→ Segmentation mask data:
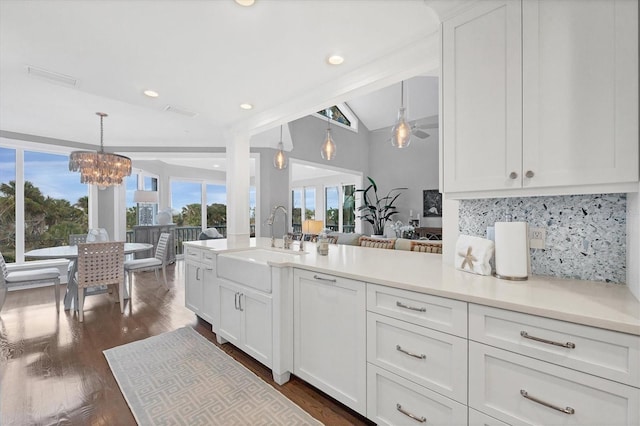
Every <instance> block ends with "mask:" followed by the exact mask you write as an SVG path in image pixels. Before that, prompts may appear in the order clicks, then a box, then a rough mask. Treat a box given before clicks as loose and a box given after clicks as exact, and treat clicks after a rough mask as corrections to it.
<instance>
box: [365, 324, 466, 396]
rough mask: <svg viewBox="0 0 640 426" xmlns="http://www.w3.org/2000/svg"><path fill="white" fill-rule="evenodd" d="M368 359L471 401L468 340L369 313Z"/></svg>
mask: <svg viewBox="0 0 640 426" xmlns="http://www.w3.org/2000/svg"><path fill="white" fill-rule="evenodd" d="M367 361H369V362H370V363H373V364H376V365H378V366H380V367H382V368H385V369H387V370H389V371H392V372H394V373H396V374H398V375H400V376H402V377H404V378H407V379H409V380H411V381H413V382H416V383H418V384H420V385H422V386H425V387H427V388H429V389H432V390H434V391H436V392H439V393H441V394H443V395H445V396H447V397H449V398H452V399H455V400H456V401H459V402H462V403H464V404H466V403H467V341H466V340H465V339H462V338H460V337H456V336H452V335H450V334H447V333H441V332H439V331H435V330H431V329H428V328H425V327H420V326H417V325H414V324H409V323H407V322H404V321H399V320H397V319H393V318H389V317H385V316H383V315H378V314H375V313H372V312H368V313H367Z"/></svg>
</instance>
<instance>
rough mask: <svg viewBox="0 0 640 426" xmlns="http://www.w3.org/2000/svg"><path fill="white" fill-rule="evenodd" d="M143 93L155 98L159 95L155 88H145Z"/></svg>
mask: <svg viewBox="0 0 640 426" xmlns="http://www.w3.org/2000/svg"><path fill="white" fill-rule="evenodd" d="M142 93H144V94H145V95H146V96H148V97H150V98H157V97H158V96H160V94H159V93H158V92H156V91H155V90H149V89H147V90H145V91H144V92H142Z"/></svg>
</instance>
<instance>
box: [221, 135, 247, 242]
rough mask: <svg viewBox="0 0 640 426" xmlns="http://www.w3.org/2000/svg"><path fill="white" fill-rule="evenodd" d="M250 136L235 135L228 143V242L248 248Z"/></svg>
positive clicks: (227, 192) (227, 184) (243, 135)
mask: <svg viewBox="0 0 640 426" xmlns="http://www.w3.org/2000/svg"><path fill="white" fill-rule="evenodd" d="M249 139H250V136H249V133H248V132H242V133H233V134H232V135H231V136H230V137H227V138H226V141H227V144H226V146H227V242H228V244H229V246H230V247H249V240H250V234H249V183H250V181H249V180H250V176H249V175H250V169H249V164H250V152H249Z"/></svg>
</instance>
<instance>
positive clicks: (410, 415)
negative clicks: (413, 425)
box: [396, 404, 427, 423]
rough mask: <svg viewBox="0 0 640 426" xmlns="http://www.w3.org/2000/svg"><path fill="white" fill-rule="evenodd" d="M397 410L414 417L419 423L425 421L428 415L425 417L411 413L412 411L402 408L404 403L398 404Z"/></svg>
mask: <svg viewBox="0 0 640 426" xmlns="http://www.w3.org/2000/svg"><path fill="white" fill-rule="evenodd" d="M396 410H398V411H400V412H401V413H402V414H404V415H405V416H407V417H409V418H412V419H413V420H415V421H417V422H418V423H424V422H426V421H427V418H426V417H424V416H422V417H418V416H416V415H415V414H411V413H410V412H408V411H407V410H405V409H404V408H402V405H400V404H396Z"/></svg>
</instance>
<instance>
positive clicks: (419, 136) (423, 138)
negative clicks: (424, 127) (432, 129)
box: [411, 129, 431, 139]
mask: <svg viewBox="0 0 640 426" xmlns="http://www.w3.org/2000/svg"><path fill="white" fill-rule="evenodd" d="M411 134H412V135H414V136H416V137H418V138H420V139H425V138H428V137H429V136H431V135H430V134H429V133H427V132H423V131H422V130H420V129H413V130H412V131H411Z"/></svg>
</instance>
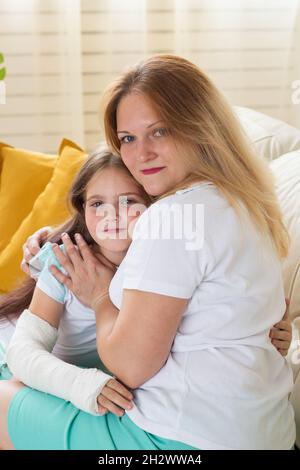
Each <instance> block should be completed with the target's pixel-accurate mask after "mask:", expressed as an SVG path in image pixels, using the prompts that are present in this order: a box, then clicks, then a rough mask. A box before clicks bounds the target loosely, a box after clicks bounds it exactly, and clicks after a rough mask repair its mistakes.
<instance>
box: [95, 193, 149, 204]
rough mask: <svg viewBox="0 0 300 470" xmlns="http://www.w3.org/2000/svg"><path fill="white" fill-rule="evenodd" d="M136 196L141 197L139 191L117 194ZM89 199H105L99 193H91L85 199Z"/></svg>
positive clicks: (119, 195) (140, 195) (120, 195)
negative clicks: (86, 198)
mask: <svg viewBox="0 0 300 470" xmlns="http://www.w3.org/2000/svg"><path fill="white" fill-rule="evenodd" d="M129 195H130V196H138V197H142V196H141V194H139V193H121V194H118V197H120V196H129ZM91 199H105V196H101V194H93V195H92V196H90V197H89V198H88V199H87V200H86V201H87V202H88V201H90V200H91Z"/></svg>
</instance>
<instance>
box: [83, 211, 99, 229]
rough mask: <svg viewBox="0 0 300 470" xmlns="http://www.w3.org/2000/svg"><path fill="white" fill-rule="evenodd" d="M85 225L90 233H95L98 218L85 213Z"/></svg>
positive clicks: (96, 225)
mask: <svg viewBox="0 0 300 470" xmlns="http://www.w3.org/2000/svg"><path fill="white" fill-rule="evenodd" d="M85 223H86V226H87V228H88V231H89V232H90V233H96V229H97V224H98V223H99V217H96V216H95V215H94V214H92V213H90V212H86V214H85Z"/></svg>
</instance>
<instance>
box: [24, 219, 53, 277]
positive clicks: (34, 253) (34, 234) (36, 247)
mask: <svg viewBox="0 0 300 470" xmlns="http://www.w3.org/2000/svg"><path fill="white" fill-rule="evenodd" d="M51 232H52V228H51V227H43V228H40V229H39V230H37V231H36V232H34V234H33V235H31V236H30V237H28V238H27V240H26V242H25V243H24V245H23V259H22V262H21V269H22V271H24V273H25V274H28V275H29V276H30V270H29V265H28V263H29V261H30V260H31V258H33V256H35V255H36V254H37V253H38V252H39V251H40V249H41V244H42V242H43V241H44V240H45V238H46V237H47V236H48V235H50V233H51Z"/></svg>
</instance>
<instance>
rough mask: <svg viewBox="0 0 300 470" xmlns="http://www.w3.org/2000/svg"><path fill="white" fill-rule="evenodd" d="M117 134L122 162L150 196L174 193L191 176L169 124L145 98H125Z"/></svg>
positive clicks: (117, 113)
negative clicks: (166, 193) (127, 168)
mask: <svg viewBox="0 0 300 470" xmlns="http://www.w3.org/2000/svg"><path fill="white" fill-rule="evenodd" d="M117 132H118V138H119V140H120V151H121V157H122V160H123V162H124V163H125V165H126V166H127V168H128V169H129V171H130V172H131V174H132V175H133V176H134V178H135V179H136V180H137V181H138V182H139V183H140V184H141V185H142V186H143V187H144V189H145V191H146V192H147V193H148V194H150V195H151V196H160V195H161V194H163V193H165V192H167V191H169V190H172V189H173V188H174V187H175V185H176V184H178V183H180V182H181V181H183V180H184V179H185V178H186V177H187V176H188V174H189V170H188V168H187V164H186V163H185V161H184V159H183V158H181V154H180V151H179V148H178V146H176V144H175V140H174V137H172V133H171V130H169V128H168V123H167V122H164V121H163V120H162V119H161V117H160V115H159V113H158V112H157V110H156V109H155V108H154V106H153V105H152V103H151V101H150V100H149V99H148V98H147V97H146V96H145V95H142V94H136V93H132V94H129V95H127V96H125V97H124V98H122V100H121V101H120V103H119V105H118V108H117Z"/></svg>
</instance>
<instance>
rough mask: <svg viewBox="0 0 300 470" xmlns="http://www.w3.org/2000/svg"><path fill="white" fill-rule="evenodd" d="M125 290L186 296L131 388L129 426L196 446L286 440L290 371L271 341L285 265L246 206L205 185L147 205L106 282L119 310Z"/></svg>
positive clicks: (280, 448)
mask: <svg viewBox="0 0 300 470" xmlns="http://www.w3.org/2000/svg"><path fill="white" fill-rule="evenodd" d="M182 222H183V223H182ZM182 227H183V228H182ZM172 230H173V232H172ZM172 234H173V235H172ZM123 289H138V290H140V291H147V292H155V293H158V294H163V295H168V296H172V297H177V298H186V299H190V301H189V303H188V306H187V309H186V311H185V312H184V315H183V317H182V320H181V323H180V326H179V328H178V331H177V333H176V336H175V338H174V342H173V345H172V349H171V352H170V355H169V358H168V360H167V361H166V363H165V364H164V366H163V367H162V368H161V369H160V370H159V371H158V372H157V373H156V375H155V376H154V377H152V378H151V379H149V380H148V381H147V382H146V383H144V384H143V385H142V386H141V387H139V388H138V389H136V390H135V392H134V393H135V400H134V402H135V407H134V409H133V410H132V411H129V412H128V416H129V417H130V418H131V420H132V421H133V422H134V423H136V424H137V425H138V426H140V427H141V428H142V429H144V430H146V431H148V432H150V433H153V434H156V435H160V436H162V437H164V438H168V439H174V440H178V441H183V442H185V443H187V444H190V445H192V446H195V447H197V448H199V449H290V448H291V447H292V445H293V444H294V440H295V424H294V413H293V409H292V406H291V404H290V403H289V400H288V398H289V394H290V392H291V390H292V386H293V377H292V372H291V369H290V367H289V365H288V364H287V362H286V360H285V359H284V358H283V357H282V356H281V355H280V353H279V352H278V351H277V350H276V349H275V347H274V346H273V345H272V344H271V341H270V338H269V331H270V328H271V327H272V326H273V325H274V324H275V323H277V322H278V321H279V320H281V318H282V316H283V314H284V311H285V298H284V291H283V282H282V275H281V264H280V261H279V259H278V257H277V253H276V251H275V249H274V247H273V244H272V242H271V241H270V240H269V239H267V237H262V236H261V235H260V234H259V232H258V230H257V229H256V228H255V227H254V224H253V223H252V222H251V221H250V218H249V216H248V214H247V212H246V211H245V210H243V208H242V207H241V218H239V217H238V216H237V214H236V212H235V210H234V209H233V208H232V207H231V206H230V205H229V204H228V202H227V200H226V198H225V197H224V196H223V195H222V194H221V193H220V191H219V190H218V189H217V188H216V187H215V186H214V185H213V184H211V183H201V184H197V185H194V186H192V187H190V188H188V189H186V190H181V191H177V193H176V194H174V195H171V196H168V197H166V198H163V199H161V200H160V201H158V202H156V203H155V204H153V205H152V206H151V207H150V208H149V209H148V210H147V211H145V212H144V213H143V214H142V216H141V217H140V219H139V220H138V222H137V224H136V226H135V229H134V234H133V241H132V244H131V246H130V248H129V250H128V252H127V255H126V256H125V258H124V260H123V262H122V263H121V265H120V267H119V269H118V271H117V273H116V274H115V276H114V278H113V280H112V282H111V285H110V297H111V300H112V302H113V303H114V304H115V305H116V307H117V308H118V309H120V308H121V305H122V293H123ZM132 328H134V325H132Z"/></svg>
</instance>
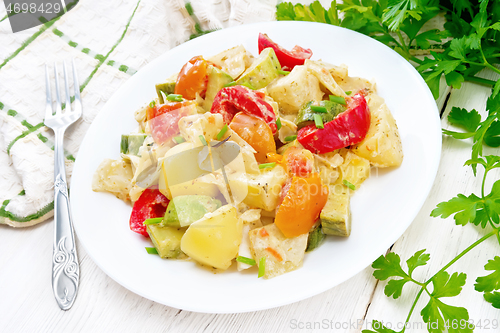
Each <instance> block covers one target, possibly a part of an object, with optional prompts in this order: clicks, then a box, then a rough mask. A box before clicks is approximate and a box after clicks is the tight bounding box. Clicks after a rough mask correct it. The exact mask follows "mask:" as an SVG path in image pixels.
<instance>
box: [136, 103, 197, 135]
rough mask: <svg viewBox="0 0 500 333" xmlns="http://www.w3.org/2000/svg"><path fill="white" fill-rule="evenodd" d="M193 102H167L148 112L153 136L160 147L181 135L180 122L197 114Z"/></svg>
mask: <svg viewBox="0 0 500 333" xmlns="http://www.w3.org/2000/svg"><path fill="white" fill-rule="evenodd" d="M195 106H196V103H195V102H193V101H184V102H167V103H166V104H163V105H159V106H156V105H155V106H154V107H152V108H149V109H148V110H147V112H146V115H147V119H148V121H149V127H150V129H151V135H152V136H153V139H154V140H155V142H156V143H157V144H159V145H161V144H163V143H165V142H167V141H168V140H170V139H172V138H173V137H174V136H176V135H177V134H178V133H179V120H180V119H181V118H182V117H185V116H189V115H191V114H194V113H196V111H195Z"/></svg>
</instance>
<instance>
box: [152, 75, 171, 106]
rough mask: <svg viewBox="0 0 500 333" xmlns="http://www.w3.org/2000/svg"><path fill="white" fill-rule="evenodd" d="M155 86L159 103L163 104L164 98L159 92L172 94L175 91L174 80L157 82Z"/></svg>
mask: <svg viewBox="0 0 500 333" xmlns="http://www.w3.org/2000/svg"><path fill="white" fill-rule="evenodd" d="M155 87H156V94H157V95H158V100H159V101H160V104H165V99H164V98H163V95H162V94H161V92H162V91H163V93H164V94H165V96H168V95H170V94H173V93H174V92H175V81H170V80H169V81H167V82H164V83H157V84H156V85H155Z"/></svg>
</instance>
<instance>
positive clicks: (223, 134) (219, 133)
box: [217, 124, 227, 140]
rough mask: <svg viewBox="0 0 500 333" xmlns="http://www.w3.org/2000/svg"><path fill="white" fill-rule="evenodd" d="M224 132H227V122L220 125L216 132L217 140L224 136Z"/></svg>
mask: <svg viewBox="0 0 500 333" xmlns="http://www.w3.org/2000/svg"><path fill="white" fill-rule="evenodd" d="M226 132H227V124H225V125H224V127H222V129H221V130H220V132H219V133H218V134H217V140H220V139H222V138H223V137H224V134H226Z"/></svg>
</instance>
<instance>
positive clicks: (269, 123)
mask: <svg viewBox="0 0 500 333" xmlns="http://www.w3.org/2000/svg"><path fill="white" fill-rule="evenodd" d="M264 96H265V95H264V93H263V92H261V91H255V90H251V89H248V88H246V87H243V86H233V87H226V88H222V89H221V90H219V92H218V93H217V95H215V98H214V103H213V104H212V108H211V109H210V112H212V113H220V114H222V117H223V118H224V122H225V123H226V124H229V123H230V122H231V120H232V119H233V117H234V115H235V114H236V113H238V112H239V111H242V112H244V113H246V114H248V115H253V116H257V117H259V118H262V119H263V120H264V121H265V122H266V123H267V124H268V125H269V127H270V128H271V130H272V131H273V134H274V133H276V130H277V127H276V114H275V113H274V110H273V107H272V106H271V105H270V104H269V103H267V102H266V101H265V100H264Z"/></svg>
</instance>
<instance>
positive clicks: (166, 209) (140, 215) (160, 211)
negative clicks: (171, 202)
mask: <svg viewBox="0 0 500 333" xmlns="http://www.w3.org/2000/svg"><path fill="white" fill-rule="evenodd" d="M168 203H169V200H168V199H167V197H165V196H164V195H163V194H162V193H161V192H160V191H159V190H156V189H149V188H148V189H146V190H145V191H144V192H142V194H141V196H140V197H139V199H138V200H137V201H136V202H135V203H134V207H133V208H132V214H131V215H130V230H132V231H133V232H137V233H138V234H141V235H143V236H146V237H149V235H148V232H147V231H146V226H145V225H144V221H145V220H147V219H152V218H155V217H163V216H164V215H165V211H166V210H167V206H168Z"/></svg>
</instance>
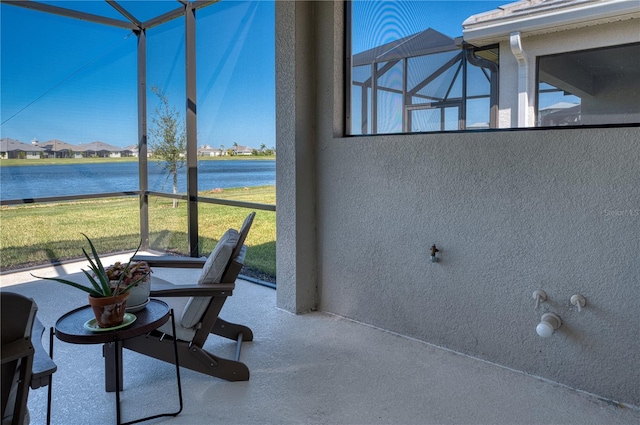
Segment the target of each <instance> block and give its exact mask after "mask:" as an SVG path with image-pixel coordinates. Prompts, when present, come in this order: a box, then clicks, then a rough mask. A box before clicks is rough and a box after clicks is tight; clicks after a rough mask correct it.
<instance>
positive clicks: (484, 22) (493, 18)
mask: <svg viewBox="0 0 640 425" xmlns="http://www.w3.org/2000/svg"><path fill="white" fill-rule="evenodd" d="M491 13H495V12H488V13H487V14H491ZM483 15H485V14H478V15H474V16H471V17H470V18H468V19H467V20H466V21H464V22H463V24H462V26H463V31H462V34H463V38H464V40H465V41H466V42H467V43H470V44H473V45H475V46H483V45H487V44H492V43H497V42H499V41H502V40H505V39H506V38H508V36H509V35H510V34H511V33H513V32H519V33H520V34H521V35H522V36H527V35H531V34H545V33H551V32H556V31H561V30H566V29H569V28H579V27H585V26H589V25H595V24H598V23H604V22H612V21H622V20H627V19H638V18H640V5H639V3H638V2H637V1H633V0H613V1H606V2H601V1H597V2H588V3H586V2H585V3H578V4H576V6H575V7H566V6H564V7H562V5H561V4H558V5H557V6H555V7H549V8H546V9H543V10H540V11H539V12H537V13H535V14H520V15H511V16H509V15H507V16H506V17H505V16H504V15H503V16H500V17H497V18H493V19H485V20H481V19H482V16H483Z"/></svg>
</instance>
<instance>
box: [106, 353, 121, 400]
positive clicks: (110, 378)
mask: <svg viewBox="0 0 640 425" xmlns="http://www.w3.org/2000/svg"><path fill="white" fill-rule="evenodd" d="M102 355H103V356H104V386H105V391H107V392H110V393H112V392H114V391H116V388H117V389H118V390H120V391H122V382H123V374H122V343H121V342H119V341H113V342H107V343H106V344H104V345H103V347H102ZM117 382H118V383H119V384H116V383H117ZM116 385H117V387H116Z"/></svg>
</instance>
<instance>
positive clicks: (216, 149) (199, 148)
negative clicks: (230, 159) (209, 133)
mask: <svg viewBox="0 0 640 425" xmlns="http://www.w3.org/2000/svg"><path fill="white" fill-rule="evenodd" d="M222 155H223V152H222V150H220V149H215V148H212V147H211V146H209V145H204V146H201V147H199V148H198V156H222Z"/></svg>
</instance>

→ Task statement: Reproduce the items word for word, starting at the beginning and going on through the line that contains "box: [365, 324, 466, 396]". Omit the pictures from your answer.

→ Finished exercise:
Every <instance> block ends with "mask:" followed by the exact mask you write as an SVG path in image pixels. Before that, prompts may appear in the order clicks, then a box, then a rough mask. Treat a box given before clicks as loose and a box given after clicks as exact, and treat clicks after a rough mask as corrections to it.
<instance>
box: [365, 324, 466, 396]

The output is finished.